● **Short task**:
Can you write out all of the material below, word for word?

● **Dataset entries**:
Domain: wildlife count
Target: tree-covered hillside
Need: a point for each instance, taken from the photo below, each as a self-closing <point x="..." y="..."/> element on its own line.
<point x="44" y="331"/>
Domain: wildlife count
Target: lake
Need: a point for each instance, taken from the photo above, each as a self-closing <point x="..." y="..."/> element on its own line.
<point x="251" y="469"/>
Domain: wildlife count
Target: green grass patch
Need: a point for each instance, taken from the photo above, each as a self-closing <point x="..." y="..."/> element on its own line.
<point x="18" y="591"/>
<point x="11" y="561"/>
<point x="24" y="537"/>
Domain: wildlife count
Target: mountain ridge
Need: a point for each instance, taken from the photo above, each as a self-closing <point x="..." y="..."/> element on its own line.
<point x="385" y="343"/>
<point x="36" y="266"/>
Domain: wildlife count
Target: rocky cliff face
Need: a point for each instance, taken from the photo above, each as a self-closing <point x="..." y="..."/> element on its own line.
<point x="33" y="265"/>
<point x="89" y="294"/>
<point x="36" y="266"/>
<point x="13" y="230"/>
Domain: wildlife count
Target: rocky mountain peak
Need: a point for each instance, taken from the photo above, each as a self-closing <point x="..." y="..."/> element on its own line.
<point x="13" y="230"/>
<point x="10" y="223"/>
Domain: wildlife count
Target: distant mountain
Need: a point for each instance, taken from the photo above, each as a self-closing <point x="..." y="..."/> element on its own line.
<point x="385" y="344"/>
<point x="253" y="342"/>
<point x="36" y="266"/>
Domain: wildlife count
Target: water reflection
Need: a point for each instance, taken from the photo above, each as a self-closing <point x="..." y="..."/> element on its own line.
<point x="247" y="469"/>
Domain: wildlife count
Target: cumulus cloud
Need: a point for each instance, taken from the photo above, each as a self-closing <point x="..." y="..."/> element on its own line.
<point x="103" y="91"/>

● **Reply**:
Domain: wildlife count
Target: tree-covered hillside
Need: a point for each instance, taken from the photo below, each as a self-closing <point x="..." y="..."/> element on its own line.
<point x="44" y="331"/>
Domain: wildlife count
Target: lake
Need: a point for each instance, taken from the photo above, each as a self-closing <point x="..." y="..."/> element on its own line.
<point x="251" y="469"/>
Domain: wildlife count
Target: green grass patch
Need: a point for each instance, taken from the photo above, each as a self-closing <point x="..." y="..."/> element on its own line.
<point x="18" y="591"/>
<point x="11" y="561"/>
<point x="24" y="537"/>
Domain: wildlife count
Target: mountain ridge
Need: a point for each instance, taken from the photo above, each as a self-closing <point x="..." y="..."/> element on its own line.
<point x="385" y="343"/>
<point x="36" y="266"/>
Domain: wildlife count
Target: rocky cliff face
Need: a point for each instance, taken from the photo above, each as a self-closing <point x="..." y="..."/> element on its own line.
<point x="33" y="265"/>
<point x="89" y="294"/>
<point x="36" y="266"/>
<point x="13" y="230"/>
Domain: wildlife count
Target: rocky mountain peak
Need: a point for each instance, taken from the photo above, each as a self-closing <point x="..." y="..."/> element on its own line.
<point x="13" y="230"/>
<point x="10" y="223"/>
Domain: wildlife count
Target: distant mountain
Need: a point for each instance, taken from the photo above, each as a self-closing <point x="..." y="..."/> element on its own line.
<point x="385" y="344"/>
<point x="253" y="342"/>
<point x="36" y="266"/>
Domain: wildlife count
Target: water reflection
Need: a point for each instance, taken from the photo above, each as a self-closing <point x="..." y="..."/> element on its own line.
<point x="247" y="469"/>
Domain: wildlife count
Target: cumulus cloud
Need: a point for each instance, taken from the photo above, each as a self-closing <point x="..." y="..."/> element on its own line.
<point x="103" y="91"/>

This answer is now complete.